DATASET RECORDS
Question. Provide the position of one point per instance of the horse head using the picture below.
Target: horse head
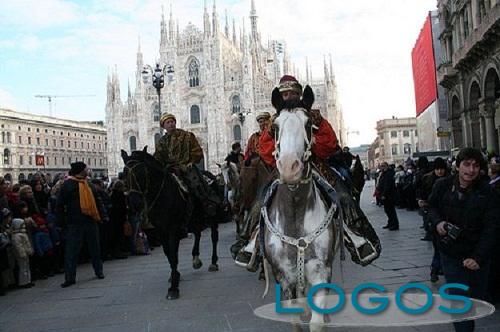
(294, 135)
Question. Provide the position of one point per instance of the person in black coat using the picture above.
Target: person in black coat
(465, 213)
(387, 190)
(79, 210)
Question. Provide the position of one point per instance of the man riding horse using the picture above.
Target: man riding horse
(323, 148)
(179, 152)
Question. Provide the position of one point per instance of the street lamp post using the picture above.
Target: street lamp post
(157, 76)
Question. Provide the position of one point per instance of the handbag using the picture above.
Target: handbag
(127, 229)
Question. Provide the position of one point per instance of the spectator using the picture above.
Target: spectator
(399, 182)
(22, 244)
(104, 227)
(423, 192)
(465, 214)
(79, 209)
(5, 243)
(386, 190)
(118, 218)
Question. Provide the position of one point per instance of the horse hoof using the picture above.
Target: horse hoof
(173, 294)
(197, 263)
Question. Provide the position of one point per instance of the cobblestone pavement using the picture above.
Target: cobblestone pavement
(132, 297)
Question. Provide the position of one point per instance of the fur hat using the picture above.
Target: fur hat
(263, 115)
(77, 168)
(165, 117)
(289, 83)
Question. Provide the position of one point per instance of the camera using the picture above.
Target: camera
(453, 232)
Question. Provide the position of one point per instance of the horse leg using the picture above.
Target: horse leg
(288, 295)
(317, 272)
(197, 263)
(214, 234)
(171, 249)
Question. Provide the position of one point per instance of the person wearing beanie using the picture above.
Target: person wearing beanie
(79, 209)
(423, 191)
(464, 212)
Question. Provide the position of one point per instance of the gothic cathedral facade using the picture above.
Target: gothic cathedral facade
(217, 86)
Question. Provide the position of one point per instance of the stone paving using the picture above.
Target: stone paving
(132, 297)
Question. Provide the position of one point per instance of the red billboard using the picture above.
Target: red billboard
(424, 68)
(39, 160)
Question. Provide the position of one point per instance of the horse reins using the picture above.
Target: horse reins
(144, 192)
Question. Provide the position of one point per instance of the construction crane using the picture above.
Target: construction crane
(50, 97)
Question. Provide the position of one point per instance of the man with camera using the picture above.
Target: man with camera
(465, 213)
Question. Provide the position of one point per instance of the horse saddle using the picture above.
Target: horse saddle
(359, 237)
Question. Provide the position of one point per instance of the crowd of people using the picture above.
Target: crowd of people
(459, 201)
(40, 234)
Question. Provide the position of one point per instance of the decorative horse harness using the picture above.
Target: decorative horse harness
(302, 242)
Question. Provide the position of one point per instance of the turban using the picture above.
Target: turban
(289, 83)
(263, 115)
(165, 117)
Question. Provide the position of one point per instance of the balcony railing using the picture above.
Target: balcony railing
(477, 35)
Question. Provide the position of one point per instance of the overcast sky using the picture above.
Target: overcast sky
(67, 47)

PROBLEM TO WORK ON
Each entry must be reproduced word for word, and any image among them left out.

ANSWER FOR THIS EXERCISE
Question. Provide the position of one point per instance of the horse head using the picture below.
Target: horse head
(294, 135)
Question. Provide the position of one point per instance of the person in black coat using the picture above.
Target: person in black coat
(465, 213)
(387, 190)
(79, 210)
Question. Provide the position of one point per instance of the man riding horse using the picture above.
Target: man riding horse
(323, 148)
(179, 152)
Question. Provide the position of one point per instance of the street lamp post using the picture above.
Target: street lamp post
(157, 76)
Question. Provide the position of one point per instance of the handbag using the picture above.
Target: handbag
(127, 229)
Question. Provide the position of one point per instance of the spectator using the picture above.
Target: spectator
(399, 182)
(22, 244)
(104, 227)
(423, 192)
(465, 214)
(79, 209)
(5, 243)
(386, 190)
(118, 218)
Question. Provide the position of one point per instance of the horse hoof using the picture above.
Target: horse hoof
(173, 294)
(197, 263)
Question. Provide the position of one point per instance of the cobblestone pavement using the picture above.
Target: cobblestone pavement
(132, 297)
Question. Provide the position of one point per instance of the fur hat using the picture above.
Target: fur hat
(263, 115)
(77, 168)
(165, 117)
(289, 83)
Question. Provide the position of one point per instance of the camera using the picture above.
Target: camera
(453, 232)
Question. Provide the position of one point per instance of the horse leg using the picture above.
Target: horse leg
(288, 295)
(317, 272)
(197, 263)
(214, 234)
(171, 249)
Question. Provide the position of one point per instance of the person wearing beanie using the picture above.
Target: person wearing beanie
(79, 209)
(423, 191)
(464, 212)
Question. Provide the position of one point per instance of the gothic cathedral facade using the picture above.
Target: gothic cathedral facade
(217, 86)
Question. Provide the position of one point per instance of the stone paving using the picture above.
Target: stone paving
(132, 297)
Question. Provide the position of one point per instance of the red billboard using the picture above.
Target: red billboard
(424, 68)
(39, 160)
Question. Provide the position of one point per instance of the horse reins using the picture above.
Target: horse reins
(144, 192)
Question. Provide the position of one point per instance of the construction crane using the picture above.
Target: construction crane
(50, 97)
Question. Provide the position of one point per instance of the man with camera using the picture above.
Target: man with camera
(465, 213)
Question. Provide the position of one point per instance of the horse saddle using the picture above.
Target: horse saddle
(359, 237)
Question. Provide the position of one point per instance of the crowd of people using the picture above.
Target: crowd of people
(459, 201)
(40, 234)
Question. Provide the position of one point per instance of the decorative horse harness using the picture above.
Target: decorative horse harness
(302, 242)
Question. Provide the position of one point per instance of the turban using the picture above.
Target: turban
(289, 83)
(263, 115)
(165, 117)
Question. Provide the position of one point per instance of the balcony railing using the picture above.
Target: balcony railing
(477, 35)
Question. Provide the position of one point per instance of the overcast sky using the picture above.
Target: overcast sky
(67, 47)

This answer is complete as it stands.